***** ИСХОДНЫЙ ТЕКСТ

Что есть следствием самого себя? Следствием самого себя служило бы обнаружение самого себя, т.е. существование собственных отношений. Исторически таким понятием служит понятие «мир». Так, Лейбниц писал: «Я называю миром все следствия и всю совокупность существующих вещей» (220). Действительно, что есть следствие, если не результат причины, результат автономного самовозбуждения? Оттого-то у античных атомистов мир полагался, как результат вихревого космогенеза, результат, имеющий ставшие отношения в самом себе (ядерно – оболочечная структура (221) ).
В такой же тональности звучит и определение мира, данное Шеллингом: «Поскольку мы знаем целостность объектов только как воплощение бытия, эта целостность для нас только мир, т.е. только продукт» (222) .
Таким образом,, субстанция только как следствие себя самой есть мир – ставшее существование, или существование отношений в самом себе (античный космос).
На основании установленного тождества субстанции – объекта и субстанционального Я, воспользовавшись, опять же, плодами развития философии, можно совершить, непосредственно инверсию предметного мышления в философское. Так, я определяю разум как только причину собственного Я, рассудок – как только следствие собственного Я.
Действительно, мысленное Я есть не существование вообще, а лишь существование в качестве мыслящего. Поэтому-то природой существующего данным образом, было бы последнее основание подобной целостности, принадлежащее ей самой. Что есть разум? – «…разум есть число сверхпростого единства» (223) … Или: разум – абсолютное единство мышления и бытия, неразличенность в себе (224) .
В своё время Гегель писал: «Главное действие, оказанное кантовской философией, состояло в том, что она пробудила сознание абсолютно внутреннего характера разума, который, хотя и не может в силу своей абстрактности развиться из себя в нечто определённое… всё же решительно отказывается допускать и признавать в себе что-либо носящее характер внешнего» (225) . Под разумом же Гегель понимал следующее: «Разумом называется абстрактное «я» или мышление, делающее своим предметом… это чистое тождество (основу единства чистой апперцепции)» (226).
Таким образом, философы прошлого склонны были рассматривать разум как последнее, что делает феномен мышления единым, имеющим собственное основание в самом себе, ещё полностью неразличенное в своей внутренней определённости, но побуждающее к мысленному действию.
Рассудок же традиционно в философии прошлого рассматривался то как подчинённый разуму (низшая ступень познания), то как противоположный ему. Такая двойственность определений объяснима как раз в плоскости причинно-следственных отношений между разумом и рассудком. Действительно, если разум выступает по отношению к рассудку как причина, то рассудку свойственна вторичная, подчинённая, и в то же время, противоположная разуму роль. Но можно ли рассматривать рассудок следствием собственного Я?

**********
***** СТРОКИ ДАННЫХ

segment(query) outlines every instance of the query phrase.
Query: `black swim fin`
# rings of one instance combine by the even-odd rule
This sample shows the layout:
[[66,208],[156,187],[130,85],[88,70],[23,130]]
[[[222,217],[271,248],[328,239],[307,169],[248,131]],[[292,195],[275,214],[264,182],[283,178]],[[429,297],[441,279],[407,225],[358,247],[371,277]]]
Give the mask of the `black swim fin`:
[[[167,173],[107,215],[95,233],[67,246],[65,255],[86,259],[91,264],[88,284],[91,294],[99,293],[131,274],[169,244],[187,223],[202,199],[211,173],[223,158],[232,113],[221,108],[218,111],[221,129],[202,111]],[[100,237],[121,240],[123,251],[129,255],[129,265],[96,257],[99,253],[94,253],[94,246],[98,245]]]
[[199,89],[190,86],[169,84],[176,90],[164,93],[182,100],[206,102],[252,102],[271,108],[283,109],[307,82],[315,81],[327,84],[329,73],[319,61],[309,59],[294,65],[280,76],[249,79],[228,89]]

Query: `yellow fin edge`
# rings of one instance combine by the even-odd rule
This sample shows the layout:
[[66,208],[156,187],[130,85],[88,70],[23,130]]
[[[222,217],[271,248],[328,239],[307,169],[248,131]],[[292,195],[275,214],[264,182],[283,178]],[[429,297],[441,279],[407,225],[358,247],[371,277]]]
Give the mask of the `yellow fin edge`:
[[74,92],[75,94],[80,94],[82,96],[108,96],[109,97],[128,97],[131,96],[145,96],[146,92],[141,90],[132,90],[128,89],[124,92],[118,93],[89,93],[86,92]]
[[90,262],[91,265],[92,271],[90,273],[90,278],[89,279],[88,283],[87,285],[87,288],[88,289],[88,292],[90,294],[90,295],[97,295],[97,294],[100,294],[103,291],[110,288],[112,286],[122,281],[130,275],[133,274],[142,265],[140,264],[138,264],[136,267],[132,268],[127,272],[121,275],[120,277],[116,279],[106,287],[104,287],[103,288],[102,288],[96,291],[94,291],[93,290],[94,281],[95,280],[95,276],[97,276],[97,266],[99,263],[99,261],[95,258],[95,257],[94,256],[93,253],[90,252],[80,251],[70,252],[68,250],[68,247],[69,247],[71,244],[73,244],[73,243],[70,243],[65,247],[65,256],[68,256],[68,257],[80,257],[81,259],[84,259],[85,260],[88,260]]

**********

ЦЕЛЬ ЗАДАНИЯ> Перепишите отрывок из исходного текста, начиная со слов «Таким образом,, субстанция» и заканчивая словами «следствие собственного Я.». Замените в нем «инверсию» на «переворот».

ПРАВИЛЬНЫЙ ОТВЕТ>
Таким образом,, субстанция только как следствие себя самой есть мир – ставшее существование, или существование отношений в самом себе (античный космос).
На основании установленного тождества субстанции – объекта и субстанционального Я, воспользовавшись, опять же, плодами развития философии, можно совершить, непосредственно переворот предметного мышления в философское. Так, я определяю разум как только причину собственного Я, рассудок – как только следствие собственного Я.